— START Page —

A pair of Treasury yield curves are signaling that the odds are high that a period of economic contraction is approaching. The spread for the 2- and 10-year Treasury on Wednesday (Nov. 22) edged deeper into negative terrain, slipping to -0.71 percentage points, a new four-decade low. The 3-month/10-year spread is also negative. History strongly suggests that when these yield curves are inverted, as they are now, a US recession is near.

10-Year Treasury Constant Maturity Minus 2-Year Constant Maturity
10-Year Treasury Constant Maturity Minus 2-Year Constant Maturity

“Historically, when you get a sustained inversion like this… it’s a very reliable indicator of a recession coming,” says Duane McAllister, a senior portfolio manager at US firm Baird Advisors.

It could be different this time, and the main source of optimism remains two pillars of US economic activity: the labor market and consumer spending. On both fronts, the latest numbers continue to point to growth.

US payrolls increased 261,000 in October, a solid gain, albeit the slowest in nearly two years. Meanwhile, retail spending picked up last month, rising 1.3% from September. Taken together, these critical indicators continue to reflect an economic expansion.

But it’s been clear for some time that growth is slowing. The deceleration has been captured in a pair of proprietary indicators published in the weekly updates of The US Business Cycle Report. In this week’s issue, the Economic Trend Indicator and Economic Momentum Indicator for October remain close to their respective tipping points that mark the start of recession.

— END Page —

**Task set**
[A] Update the yield curve passage by repeating the part that opens with the words containing "But it’s been" and closes with "start of recession.", with "proprietary indicators" replaced by "in-house indicators".
[B] In one to three sentences, explain why the yield curve passage says the outcome could be different this time.
The lines have nothing to do with this work.

— START Data rows —

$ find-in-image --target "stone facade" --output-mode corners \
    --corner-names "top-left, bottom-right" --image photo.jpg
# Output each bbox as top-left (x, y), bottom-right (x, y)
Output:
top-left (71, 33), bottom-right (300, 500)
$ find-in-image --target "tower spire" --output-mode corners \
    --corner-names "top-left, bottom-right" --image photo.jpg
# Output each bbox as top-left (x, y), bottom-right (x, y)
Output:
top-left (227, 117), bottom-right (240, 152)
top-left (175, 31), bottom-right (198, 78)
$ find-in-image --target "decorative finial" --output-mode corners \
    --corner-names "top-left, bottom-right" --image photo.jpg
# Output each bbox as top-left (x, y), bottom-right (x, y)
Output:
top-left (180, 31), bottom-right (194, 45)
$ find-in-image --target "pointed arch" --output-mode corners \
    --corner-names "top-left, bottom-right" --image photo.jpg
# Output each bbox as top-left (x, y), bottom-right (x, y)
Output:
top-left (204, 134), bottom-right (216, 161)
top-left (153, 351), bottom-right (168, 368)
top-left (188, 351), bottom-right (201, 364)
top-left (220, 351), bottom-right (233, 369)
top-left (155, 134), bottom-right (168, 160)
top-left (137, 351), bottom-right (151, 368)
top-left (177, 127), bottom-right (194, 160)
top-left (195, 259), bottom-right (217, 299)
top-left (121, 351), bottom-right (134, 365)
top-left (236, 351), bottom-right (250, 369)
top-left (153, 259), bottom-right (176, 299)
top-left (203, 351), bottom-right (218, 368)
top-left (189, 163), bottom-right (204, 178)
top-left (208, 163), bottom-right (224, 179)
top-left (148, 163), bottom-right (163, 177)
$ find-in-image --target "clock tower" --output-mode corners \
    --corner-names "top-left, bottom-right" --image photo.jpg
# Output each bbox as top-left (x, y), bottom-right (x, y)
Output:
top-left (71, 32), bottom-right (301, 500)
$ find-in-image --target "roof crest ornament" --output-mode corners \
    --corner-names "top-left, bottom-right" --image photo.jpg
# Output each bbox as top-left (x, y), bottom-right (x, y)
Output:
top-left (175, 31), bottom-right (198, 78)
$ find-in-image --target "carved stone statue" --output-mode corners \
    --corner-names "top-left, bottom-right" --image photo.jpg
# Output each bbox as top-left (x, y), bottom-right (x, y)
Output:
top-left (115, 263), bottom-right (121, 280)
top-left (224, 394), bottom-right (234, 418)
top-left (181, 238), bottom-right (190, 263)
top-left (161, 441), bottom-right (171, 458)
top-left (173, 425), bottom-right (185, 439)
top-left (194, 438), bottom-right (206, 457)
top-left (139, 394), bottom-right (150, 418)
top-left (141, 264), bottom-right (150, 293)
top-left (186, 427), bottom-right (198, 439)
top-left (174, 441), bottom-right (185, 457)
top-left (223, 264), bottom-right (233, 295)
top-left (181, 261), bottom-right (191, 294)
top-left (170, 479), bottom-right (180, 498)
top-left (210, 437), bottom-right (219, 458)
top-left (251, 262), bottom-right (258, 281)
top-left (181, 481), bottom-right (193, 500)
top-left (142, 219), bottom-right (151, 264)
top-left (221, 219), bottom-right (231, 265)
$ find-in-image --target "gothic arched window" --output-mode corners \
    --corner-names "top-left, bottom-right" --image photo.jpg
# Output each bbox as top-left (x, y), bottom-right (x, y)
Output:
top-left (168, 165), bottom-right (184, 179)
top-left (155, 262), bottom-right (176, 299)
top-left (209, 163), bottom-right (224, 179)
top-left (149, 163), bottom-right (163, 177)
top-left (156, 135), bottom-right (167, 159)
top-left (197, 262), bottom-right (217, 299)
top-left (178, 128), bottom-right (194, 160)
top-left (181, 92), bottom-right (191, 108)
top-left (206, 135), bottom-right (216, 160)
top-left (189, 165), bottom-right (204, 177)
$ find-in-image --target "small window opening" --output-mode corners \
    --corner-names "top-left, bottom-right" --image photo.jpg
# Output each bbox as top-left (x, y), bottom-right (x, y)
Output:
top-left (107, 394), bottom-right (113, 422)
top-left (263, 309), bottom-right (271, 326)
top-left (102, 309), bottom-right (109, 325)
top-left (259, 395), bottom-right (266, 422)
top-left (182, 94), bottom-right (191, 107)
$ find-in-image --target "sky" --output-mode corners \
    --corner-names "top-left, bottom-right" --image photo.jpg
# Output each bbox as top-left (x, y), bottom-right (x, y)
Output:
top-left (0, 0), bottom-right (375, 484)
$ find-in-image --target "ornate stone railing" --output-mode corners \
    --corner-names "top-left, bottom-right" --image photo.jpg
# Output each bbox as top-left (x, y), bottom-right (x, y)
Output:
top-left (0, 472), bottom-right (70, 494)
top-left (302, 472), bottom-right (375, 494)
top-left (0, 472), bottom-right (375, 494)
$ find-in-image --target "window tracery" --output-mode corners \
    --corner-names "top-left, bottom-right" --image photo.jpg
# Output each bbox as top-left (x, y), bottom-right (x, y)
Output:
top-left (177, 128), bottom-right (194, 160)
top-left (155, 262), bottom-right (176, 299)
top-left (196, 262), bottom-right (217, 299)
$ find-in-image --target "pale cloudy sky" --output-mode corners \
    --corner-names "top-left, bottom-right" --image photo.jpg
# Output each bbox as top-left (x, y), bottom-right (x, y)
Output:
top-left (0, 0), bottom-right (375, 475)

— END Data rows —

**Exercise solutions**
[A]
But it’s been clear for some time that growth is slowing. The deceleration has been captured in a pair of in-house indicators published in the weekly updates of The US Business Cycle Report. In this week’s issue, the Economic Trend Indicator and Economic Momentum Indicator for October remain close to their respective tipping points that mark the start of recession.

[B] The labor market and consumer spending, two pillars of US economic activity, still point to growth. Payrolls increased 261,000 in October, and retail spending rose 1.3% from September.